(Given passage begins)

A year indoors
A year ago this week I started to work from home, right before we went into our first lockdown in Northern Ireland. Since then most of my time has been spent inside my house.
You'll probably be seeing a lot of this type of content around now, but I don't care because I wanted to record what I'm feeling right now. I don't want to ever forget this last year, or take the freedoms and people I have in my life for granted again.
This isn't intended to be a "poor me" or cry for sympathy post. There are people that have had far worse situations than me over the last year. I'm just hoping that something like this never happens again in my lifetime, and I don't want to forget what it's like right now.
This last year has been fucking nuts.
In a way, it's a bit like a long run or some tough exercise. You feel like it's all too much and you want to stop or give up but you just keep going. Although in this case it's like we're tied to the treadmill, because there isn't really an option to stop yet...
I'm not sure whether its my subconcious reminding me that it has been a year now, but this week has been the toughest so far for me. I've been catching a well of emotion in my throat and forcing it back down with shitty food. It just feels like lockdown extentions and life under restrictions will never end.
All through the pandemic I've been thinking we would be out of it in another 3-6 months. Every time I've thought that, my hopes have been dashed. Thanks to vaccinations, it feels like we might actually pull it off this time.
But I'm trying not to be too hopeful.
Daily cases now are higher than the peak of the first wave. There is a potential third wave on the way, and even though vaccinations are rolling out quickly, less than 10% of people here have actually had COVID.
There's still plenty of room for damage to be done. Then again, I'm not an epidemiologist. The vaccine is providing me with some hope, maybe it's false hope, but maybe not.
I wonder would things have been different if we all acted as swiftly as countries like New Zealand or Taiwan. I suppose it's a null question becaue we'll never know. We're here now.
Here feeling fed up, disconnected from life, like the last year has evaporated.
I watched an interesting video recently that described how our perception of time passing changes depending on the variety of events within a certain period. It goes like this;
High variety of events
- Feels like time is flying when expereinced
- Looking back it feels like a long period of time because there is a lot to recall
Low variety of events
- Feels like time is dragging when experienced
- Looking back it feels like nothing because there is very little to recall
This feels accurate right now. I've been terrified of life slipping away recently. The last year doesn't seem to exist in my memory, but also feels like it has raged on forever.

(Given passage ends)
(Dataset content begins)

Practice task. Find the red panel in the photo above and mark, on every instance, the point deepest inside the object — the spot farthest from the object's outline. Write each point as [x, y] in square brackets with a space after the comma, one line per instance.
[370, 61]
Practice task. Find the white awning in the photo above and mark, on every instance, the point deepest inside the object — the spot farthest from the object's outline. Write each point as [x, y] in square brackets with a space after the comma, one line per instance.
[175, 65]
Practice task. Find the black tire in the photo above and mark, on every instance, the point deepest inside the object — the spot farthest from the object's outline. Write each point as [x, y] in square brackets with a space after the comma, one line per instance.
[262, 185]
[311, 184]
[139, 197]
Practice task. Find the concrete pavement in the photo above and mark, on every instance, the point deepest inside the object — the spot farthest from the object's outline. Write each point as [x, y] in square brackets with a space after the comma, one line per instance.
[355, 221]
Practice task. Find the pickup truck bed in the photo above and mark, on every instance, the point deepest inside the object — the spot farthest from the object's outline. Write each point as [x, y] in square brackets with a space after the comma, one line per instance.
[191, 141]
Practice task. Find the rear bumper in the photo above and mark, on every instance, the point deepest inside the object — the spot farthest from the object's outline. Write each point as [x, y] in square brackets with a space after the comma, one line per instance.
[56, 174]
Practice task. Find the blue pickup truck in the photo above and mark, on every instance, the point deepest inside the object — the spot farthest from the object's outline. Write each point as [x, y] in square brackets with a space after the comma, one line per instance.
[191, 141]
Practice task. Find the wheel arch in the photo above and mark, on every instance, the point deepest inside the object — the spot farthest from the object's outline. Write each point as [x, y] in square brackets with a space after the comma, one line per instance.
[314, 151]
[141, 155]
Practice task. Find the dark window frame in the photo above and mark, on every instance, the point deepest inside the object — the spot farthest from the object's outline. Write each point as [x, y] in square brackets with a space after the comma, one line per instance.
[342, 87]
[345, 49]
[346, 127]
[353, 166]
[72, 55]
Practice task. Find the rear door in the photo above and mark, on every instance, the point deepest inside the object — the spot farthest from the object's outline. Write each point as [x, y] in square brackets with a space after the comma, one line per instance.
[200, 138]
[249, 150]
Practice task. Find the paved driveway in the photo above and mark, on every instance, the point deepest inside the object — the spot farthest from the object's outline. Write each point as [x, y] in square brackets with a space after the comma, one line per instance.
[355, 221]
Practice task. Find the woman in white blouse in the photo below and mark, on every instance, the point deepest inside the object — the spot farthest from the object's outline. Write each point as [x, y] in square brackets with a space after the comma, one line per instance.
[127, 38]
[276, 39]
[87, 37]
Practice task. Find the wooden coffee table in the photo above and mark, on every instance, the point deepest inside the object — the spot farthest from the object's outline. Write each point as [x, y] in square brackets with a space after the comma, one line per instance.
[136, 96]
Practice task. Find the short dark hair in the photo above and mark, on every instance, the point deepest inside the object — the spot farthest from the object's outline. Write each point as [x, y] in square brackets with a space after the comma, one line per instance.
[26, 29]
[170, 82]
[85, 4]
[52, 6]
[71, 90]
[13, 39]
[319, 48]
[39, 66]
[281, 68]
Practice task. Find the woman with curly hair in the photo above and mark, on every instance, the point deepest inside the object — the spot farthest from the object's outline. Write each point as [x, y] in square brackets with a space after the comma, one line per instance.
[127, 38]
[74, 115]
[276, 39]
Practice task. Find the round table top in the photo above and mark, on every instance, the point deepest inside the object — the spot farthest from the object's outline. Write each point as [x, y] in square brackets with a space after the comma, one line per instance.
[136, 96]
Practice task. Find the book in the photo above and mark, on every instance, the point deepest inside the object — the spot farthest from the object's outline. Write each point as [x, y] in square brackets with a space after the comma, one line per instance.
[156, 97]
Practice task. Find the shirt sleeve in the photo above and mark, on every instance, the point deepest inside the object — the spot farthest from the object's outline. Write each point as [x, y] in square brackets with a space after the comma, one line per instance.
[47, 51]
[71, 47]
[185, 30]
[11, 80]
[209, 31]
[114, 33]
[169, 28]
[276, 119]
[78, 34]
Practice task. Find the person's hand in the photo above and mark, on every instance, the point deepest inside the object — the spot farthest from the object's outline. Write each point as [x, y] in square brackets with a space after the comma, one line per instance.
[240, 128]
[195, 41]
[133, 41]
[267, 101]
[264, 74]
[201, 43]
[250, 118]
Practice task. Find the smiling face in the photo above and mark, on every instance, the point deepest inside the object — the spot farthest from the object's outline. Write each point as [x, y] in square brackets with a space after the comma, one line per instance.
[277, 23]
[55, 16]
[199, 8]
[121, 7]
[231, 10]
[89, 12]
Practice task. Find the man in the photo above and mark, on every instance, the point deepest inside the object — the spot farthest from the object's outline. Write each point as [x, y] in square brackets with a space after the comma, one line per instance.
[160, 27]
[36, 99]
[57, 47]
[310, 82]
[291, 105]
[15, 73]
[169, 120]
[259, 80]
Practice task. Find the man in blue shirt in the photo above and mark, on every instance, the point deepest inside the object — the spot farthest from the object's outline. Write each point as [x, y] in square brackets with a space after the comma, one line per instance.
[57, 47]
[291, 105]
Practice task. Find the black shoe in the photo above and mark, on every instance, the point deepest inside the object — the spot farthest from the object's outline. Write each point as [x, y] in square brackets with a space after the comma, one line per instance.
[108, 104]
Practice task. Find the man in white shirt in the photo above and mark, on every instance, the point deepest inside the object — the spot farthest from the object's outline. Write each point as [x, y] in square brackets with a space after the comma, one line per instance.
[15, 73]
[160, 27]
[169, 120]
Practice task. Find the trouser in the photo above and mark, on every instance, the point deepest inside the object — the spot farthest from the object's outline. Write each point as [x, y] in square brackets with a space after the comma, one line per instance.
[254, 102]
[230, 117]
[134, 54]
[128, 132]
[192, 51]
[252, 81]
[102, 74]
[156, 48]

(Dataset content ends)

### What the exercise asks
Continue the reflection on a year spent indoors from its last sentence. The entries have no connection to the reflection on a year spent indoors.

### Response to this exercise
I miss my friends, my family, sitting in a coffee shop. I don't want to wear itchy masks anymore. I just want to worry about my liver health instead of my mental health.
Right now all I can do is take things day by day, and not let the waves of anger, sadness, and pent up energy get the better of me.
I feel like I should be angry at the people that have been breaking lockdown rules. I've tried to be pretty strict with them myself, with the exception of trying to WFH¹ as little as possible. I haven't seen any of family since Christmas, and I don't really venture out for anything other than exercise or food shopping.
But it's hard to be angry at people for wanting some sense of freedom or normality. Especially students.
I watched some TikToks last week of univeristy students enjoying the sun in the park on St. Patrick's day. Followed by images of them jumping over fences to flee police enforcing lockdown rules.
Not saying I condone this...but it looked fun...
I hope we remember all of this, and global pandemics don't gain the same frequency as recessions. I'm not sure I could take another one.
Maybe if this blog survives, someone will read this post in 20 years, with no knowledge of the pandemic and think this is all wild. Maybe blog extracts will be printed in history books instead of diary entries....
- On WFH, I find it realy difficult to spend so much time in the same space. I'm really not sure how people who enjoy WFH like it, but maybe they're more disciplined than me. Maybe if I had a dedicated office space and not our kitchen table it would work better. I've probably done 50:50 work from home and from co-working spaces this last year. I've only ventured out of the house when I felt like a workspace was going above and beyond to keep things safe; temperature scanning, distancing rules etc Not WFH has been a major factor in holding onto my sanity. I really enjoy a commute, seeing people in real life, and a change of environment for work and home life.